• [CONSIGNE DONNÉE]: Recopiez toute la liste ci-dessous ligne par ligne, sans rien changer. Laissez les images de côté.

• [Relevés de pointage d'objets nommés]:
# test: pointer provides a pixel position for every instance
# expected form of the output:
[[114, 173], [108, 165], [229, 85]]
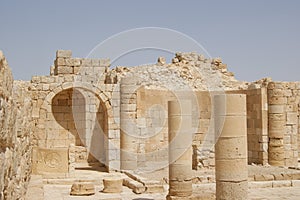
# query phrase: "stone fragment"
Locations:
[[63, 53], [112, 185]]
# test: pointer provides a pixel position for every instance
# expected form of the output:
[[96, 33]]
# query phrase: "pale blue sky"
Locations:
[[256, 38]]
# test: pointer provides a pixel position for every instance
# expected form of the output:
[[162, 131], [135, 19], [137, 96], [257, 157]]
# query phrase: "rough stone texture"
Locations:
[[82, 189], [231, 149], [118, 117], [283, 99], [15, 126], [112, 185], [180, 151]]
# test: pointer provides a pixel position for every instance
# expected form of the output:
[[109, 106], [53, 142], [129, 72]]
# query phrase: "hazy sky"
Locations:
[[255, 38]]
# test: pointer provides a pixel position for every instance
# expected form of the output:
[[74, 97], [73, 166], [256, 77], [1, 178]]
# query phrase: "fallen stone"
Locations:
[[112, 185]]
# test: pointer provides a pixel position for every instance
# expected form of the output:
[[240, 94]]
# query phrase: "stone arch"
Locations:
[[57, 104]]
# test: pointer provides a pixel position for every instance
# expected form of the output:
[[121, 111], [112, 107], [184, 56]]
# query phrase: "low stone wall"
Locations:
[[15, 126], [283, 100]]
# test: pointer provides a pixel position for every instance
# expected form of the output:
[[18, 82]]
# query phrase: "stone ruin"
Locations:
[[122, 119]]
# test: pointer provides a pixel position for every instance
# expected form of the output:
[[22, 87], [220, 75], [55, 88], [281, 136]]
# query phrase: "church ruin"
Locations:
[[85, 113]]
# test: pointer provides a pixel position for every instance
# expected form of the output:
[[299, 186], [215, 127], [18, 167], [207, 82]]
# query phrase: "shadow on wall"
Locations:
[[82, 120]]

• [RÉPONSE RÉDIGÉE]:
# test: pointer provides a pixel position for every instance
# expected form of the output:
[[114, 173], [108, 165], [229, 85]]
# query phrase: "stone fragment"
Locations:
[[63, 53], [112, 185]]
# test: pointer provides a pixel position for every instance
# expected form of the output:
[[96, 33]]
# query phrase: "pale blue sky"
Locations:
[[256, 38]]
# test: pointer provides a pixel position for every instance
# expected form of the output:
[[162, 131], [135, 19], [137, 96], [257, 157]]
# query phrase: "rough stone texture"
Locations:
[[82, 189], [231, 149], [118, 117], [283, 99], [15, 126], [112, 185], [180, 151]]
# test: pointer provides a pixel position for every instance
# expected form of the output:
[[109, 106], [53, 142], [129, 72]]
# query phrase: "hazy sky"
Locations:
[[255, 38]]
# test: pointer provides a pixel position for every instance
# expected form of the output:
[[74, 97], [73, 166], [256, 77], [1, 178]]
# query phrase: "fallen stone"
Locations:
[[112, 185]]
# test: pointer provides a pixel position for every instance
# expected form of the output:
[[240, 94]]
# query phrase: "stone arch"
Locations:
[[57, 104]]
# test: pointer provides a pixel position for every instance
# expected form of the output:
[[121, 111], [112, 107], [184, 56]]
# query phrase: "low stone wall"
Locations:
[[15, 126], [283, 100]]
# test: pointer provides a pixel position for every instance
# expected form of the output:
[[18, 82]]
# query phrase: "stone ruin"
Locations:
[[122, 119]]
# test: pointer provides a pixel position for every instance
# expected form of the output:
[[22, 87], [220, 75], [55, 88], [281, 136]]
# query phrase: "church ruin"
Locations:
[[85, 113]]
# test: pointer provides a pixel position for every instance
# expected form of the output:
[[299, 186], [215, 127], [18, 167], [207, 82]]
# query phrase: "shadow on wall"
Locations:
[[82, 120]]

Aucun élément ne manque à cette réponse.